EXERCISE INSTRUCTIONS ::
Below are some records; retype all of them exactly.

>> START TASK INPUT

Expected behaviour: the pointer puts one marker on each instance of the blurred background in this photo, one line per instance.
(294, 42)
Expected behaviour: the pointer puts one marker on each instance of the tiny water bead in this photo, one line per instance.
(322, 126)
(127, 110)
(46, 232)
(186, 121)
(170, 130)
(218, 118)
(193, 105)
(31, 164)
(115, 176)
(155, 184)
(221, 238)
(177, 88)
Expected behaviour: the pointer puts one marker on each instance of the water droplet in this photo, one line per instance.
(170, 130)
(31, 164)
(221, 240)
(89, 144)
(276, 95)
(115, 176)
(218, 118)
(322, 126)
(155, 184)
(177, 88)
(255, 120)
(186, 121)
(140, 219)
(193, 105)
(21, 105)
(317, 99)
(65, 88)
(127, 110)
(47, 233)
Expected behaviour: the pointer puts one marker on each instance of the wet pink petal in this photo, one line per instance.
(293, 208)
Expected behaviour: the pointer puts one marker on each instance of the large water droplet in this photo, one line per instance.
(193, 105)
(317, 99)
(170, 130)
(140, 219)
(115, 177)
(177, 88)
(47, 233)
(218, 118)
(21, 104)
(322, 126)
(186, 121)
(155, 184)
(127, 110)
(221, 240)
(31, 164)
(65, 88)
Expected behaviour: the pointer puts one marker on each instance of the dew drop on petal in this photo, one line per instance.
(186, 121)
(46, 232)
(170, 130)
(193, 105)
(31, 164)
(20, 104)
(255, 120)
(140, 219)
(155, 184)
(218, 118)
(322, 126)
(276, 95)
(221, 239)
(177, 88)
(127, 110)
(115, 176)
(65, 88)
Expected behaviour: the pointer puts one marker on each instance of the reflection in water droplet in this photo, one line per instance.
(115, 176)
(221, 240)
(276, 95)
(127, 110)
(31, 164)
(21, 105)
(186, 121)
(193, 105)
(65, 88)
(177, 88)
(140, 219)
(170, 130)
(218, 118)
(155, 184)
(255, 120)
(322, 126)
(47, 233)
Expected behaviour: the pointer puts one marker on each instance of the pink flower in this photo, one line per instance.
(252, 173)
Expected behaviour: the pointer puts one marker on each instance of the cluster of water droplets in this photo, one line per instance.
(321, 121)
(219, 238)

>> END TASK INPUT

RESULT OF THIS TASK ::
Expected behaviour: the pointer puts one marker on each instance of the blurred background in this photo, one line per instance.
(294, 42)
Expected behaviour: the pointer puts one marker on each instance of the tiny water bead in this photo, one line per instance.
(322, 126)
(127, 110)
(46, 232)
(186, 121)
(170, 130)
(218, 118)
(193, 105)
(31, 164)
(115, 176)
(155, 184)
(221, 238)
(177, 88)
Expected behaviour: the pointer puts one marker on each instance of the water droplet in this photo, one line per instance.
(170, 130)
(31, 164)
(221, 240)
(89, 144)
(276, 95)
(115, 176)
(218, 118)
(322, 126)
(155, 184)
(177, 88)
(255, 120)
(186, 121)
(140, 219)
(193, 105)
(21, 105)
(317, 99)
(65, 88)
(127, 110)
(47, 233)
Expected behaviour: the pointer puts one marker on each instance of the wet pink petal in this photo, one line per instance.
(293, 208)
Expected behaviour: the pointer puts one marker on each instance of the large water droplet in this photo, one line per instance.
(193, 105)
(317, 99)
(170, 130)
(140, 219)
(115, 177)
(177, 88)
(47, 233)
(218, 118)
(21, 104)
(322, 126)
(186, 121)
(155, 184)
(127, 110)
(221, 240)
(31, 164)
(65, 88)
Expected behaviour: the pointer puts one marker on each instance of the dew drop on petal in this photo, one line per instance.
(186, 121)
(46, 232)
(170, 130)
(193, 105)
(31, 164)
(20, 104)
(255, 120)
(140, 219)
(155, 184)
(218, 118)
(322, 126)
(276, 95)
(221, 239)
(177, 88)
(127, 110)
(115, 176)
(65, 88)
Expected behaviour: the pointer puts one marker on each instance of the reflection in water droplet in this photo, one line per instance.
(115, 176)
(221, 240)
(276, 95)
(127, 110)
(31, 164)
(21, 105)
(186, 121)
(193, 105)
(65, 88)
(177, 88)
(140, 219)
(170, 130)
(218, 118)
(155, 184)
(255, 120)
(322, 126)
(47, 233)
Expected behaviour: the pointer puts one marker on each instance of the pink flower in this photo, one line per instance.
(252, 173)
Expected behaviour: the pointer puts one marker on each instance of the cluster of water droplets in this photo, one line per instance.
(321, 121)
(219, 238)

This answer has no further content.